Set task
Reproduce the listing below word for word, line by line, without changing anything.
Start of Excerpted records
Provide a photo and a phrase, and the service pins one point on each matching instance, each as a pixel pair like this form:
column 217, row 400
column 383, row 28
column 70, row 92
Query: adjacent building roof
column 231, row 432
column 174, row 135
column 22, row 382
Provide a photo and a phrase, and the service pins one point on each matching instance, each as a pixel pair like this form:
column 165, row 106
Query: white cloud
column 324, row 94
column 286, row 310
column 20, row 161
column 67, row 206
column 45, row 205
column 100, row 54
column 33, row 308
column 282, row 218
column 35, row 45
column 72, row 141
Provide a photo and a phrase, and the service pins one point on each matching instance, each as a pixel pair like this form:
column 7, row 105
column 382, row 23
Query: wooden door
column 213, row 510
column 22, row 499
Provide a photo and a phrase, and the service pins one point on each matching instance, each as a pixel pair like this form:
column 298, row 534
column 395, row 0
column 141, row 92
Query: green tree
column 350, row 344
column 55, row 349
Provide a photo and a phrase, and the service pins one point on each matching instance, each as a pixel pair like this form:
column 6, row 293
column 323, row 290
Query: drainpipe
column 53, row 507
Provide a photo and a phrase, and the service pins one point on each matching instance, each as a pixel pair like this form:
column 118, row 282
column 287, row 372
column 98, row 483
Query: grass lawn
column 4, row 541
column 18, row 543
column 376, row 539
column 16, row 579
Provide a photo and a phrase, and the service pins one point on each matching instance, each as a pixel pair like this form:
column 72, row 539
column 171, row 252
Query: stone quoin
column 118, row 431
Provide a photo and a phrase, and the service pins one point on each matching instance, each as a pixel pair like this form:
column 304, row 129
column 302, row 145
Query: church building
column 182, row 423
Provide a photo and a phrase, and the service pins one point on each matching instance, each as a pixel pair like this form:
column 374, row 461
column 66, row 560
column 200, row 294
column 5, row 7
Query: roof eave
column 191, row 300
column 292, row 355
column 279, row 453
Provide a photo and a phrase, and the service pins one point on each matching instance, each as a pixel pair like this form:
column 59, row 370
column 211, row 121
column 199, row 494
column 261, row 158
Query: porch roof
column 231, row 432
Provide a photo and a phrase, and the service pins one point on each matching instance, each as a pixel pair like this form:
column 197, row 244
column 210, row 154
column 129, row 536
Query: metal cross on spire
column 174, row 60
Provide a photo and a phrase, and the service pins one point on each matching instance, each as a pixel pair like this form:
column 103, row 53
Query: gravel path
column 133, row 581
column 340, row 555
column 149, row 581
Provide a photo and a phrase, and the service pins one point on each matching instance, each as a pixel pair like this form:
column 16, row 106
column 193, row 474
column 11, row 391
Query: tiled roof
End of Excerpted records
Reply to the exercise
Provide a photo and a phrase, and the service pins one point on each matching instance, each as a pixel pair like this form:
column 217, row 400
column 383, row 28
column 70, row 92
Query: adjacent building roof
column 231, row 432
column 174, row 135
column 22, row 382
Provide a photo and a phrase, and the service pins one point on each matching instance, each as a pixel pair like this form:
column 165, row 106
Query: white cloud
column 324, row 94
column 286, row 310
column 20, row 161
column 67, row 206
column 45, row 205
column 100, row 54
column 33, row 308
column 282, row 218
column 35, row 45
column 72, row 141
Provide a photo and a phrase, and the service pins one point on each matching instance, each as a pixel pair like this form:
column 7, row 105
column 382, row 23
Query: wooden door
column 213, row 510
column 22, row 499
Provide a photo and a phrase, and the service pins one point on each matching instance, each as a pixel pair like this form:
column 298, row 534
column 395, row 0
column 141, row 92
Query: green tree
column 350, row 344
column 55, row 349
Provide a photo and a phrase, and the service pins one point on each matching instance, each as a pixel pair like this form:
column 6, row 293
column 323, row 290
Query: drainpipe
column 53, row 507
Provide a photo and a phrase, and the service pins one point on each matching instance, each as a pixel pair like this form:
column 118, row 282
column 287, row 372
column 98, row 483
Query: grass lawn
column 4, row 541
column 18, row 543
column 376, row 539
column 16, row 579
Provide a photo and a phrase, and the service pins one point on each matching instance, each as a pixel pair like this form:
column 72, row 539
column 171, row 252
Query: stone quoin
column 118, row 431
Provide a photo and a phrase, and the service pins one point on each matching instance, each as a pixel pair like this form:
column 304, row 129
column 302, row 145
Query: church building
column 182, row 423
Provide a photo and a phrase, and the service pins one point on each matching instance, each as a pixel pair like this form:
column 374, row 461
column 66, row 560
column 200, row 294
column 5, row 7
Query: roof eave
column 191, row 300
column 292, row 355
column 279, row 453
Provide a photo and a phrase, and the service pins one point on each matching instance, each as a pixel pair like this form:
column 59, row 370
column 211, row 121
column 199, row 494
column 261, row 158
Query: porch roof
column 231, row 432
Provide a photo and a phrase, and the service pins one point on each matching instance, each as a pixel pair like this form:
column 197, row 244
column 210, row 154
column 129, row 536
Query: metal cross on spire
column 174, row 60
Provide a photo and a phrase, and the service pins one point on each matching instance, each as a pixel pair like this form:
column 103, row 53
Query: gravel path
column 133, row 581
column 340, row 555
column 149, row 581
Provide a photo and a phrase, and the service pins one point on each matching instance, each as a pixel pair like this form:
column 16, row 106
column 193, row 474
column 11, row 391
Query: tiled roof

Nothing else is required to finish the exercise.